TEXT EXCERPT:
★ ★ ★
There was criticism of Salmon’s list being too diverse and indeed there was at least one attempt to refuse funding and close down the press due to this. Now, in 2021, diversity is the key buzzword in the arts world, with enormous amounts of funding being offered to “do diversity”. Hopefully, we will come to a stage where there is a better understanding of the concepts and realities of equality, when a balance will be found and true and lasting integration will take place.
At its core, quality of writing is the key. It is ironic that Salmon was the first to embrace diversity in a real and integral sense, and that profound desire to address equality caused damage to the press. However, Jessie Lendennie continues on, and she has done more than anybody else to open up the world of Irish poetry to move it away from its narrow, old, pale, male, stale provincialism. She has literally introduced the world to Irish poetry and us to the world.
The late, much-lamented poet Eavan Boland named Salmon as “one of the most innovative, perceptive and important publishing houses in the UK and Ireland. It has fostered and supported the work of new writers and has established them in the public consciousness.”
And, according to Fintan O’Toole, Salmon “has become unquestionably the most important publisher of poetry in Ireland.
★ ★ ★
EXERCISES TO COMPLETE:
- A) Answer these from the Salmon passage:
(i) Which year does it name as the present moment?
(ii) Who does it say continues on despite the damage to the press?
(iii) Which poet named Salmon one of the most innovative, perceptive and important publishing houses in the UK and Ireland?
- B) Write out everything in the Salmon passage from "There was criticism" down to "will take place.".
Work from the Salmon passage alone.
★ ★ ★
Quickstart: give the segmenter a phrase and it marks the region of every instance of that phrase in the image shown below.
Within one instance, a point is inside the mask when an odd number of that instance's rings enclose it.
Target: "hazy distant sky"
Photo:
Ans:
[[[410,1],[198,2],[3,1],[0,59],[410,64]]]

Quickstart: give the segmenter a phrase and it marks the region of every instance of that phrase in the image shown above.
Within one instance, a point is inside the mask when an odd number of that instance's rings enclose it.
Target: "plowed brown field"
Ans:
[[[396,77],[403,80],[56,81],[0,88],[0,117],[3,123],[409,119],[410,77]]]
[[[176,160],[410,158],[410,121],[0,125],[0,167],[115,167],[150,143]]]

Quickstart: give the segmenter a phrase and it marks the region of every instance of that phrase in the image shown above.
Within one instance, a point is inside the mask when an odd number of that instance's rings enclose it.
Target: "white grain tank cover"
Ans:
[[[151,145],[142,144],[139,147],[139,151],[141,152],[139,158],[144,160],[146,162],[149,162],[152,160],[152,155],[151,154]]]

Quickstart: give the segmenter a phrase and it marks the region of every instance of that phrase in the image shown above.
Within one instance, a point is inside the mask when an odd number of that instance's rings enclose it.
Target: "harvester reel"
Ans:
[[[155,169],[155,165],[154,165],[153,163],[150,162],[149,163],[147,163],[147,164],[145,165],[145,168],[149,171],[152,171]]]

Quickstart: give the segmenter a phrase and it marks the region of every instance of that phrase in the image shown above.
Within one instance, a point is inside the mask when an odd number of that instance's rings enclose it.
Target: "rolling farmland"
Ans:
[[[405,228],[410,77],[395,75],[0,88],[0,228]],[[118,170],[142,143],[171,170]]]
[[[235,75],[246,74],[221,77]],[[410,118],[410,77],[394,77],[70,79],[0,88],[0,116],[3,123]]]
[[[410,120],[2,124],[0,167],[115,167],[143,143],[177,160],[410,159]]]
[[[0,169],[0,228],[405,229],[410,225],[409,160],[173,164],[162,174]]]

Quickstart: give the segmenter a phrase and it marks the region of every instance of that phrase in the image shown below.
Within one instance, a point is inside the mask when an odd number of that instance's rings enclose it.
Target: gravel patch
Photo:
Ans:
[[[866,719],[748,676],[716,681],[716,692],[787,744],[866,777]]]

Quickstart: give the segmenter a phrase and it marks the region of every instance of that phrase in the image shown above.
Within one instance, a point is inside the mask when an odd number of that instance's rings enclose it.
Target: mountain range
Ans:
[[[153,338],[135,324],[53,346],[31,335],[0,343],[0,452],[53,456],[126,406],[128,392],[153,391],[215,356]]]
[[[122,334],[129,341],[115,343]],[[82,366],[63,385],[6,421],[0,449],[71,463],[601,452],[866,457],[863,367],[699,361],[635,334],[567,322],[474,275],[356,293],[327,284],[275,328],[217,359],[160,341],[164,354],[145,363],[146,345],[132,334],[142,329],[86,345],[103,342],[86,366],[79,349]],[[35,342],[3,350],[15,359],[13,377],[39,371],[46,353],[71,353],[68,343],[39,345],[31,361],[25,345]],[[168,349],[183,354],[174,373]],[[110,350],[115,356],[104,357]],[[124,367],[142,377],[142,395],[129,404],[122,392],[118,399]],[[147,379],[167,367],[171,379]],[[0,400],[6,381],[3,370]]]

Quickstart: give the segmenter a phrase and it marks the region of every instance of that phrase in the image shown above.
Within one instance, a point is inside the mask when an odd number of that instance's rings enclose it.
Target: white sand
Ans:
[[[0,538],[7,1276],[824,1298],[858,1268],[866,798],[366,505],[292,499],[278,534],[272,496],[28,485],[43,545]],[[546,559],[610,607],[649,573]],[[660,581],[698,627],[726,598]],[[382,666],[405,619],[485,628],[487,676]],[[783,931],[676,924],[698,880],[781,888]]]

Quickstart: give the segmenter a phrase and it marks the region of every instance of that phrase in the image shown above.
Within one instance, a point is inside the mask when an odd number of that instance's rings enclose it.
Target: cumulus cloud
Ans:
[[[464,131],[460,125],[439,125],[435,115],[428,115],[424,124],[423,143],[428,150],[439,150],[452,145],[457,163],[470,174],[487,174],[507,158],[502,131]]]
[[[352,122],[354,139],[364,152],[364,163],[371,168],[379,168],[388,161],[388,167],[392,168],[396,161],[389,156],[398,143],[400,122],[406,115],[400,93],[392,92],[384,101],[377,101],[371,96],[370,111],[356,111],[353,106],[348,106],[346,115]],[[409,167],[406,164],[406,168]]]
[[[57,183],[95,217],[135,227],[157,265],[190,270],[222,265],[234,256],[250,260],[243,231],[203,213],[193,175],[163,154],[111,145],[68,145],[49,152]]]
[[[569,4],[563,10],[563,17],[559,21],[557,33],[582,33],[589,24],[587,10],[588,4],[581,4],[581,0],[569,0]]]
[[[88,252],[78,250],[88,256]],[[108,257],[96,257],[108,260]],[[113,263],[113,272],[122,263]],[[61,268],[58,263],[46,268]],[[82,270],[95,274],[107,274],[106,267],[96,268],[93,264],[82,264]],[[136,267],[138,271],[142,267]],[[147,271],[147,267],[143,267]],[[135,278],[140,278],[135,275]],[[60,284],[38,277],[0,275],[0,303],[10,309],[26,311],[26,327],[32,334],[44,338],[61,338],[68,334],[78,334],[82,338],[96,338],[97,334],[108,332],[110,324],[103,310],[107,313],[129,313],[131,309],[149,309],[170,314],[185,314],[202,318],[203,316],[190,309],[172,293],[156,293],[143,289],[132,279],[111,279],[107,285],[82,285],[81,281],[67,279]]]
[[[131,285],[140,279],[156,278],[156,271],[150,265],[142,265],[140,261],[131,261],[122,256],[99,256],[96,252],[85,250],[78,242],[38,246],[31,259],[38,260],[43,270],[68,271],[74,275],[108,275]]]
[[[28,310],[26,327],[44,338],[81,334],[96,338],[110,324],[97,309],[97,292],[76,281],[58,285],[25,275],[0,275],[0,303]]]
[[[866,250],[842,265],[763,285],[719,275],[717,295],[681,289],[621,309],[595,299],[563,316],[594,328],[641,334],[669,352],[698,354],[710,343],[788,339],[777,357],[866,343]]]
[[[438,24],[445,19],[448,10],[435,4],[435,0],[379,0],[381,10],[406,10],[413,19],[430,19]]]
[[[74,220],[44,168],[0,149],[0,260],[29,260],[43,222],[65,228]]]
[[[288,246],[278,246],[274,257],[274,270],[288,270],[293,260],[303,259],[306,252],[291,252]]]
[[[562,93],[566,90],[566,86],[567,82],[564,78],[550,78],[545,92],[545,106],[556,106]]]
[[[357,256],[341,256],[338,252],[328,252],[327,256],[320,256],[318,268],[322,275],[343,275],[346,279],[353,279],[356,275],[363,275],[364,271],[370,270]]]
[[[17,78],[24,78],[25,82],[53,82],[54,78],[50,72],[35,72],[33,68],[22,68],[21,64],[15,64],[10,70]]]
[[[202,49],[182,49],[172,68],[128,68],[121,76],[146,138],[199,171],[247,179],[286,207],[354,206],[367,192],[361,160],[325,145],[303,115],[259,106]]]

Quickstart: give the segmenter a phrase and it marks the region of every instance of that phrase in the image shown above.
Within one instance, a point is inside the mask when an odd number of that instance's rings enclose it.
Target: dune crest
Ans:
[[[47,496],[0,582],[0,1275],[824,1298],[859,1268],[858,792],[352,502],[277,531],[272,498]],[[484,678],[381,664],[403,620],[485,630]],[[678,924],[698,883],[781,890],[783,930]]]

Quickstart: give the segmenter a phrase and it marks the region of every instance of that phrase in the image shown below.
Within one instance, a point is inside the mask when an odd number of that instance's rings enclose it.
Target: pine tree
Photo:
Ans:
★ ★ ★
FULL ANSWERS:
- A)
(i) 2021
(ii) Jessie Lendennie
(iii) Eavan Boland

- B)
There was criticism of Salmon’s list being too diverse and indeed there was at least one attempt to refuse funding and close down the press due to this. Now, in 2021, diversity is the key buzzword in the arts world, with enormous amounts of funding being offered to “do diversity”. Hopefully, we will come to a stage where there is a better understanding of the concepts and realities of equality, when a balance will be found and true and lasting integration will take place.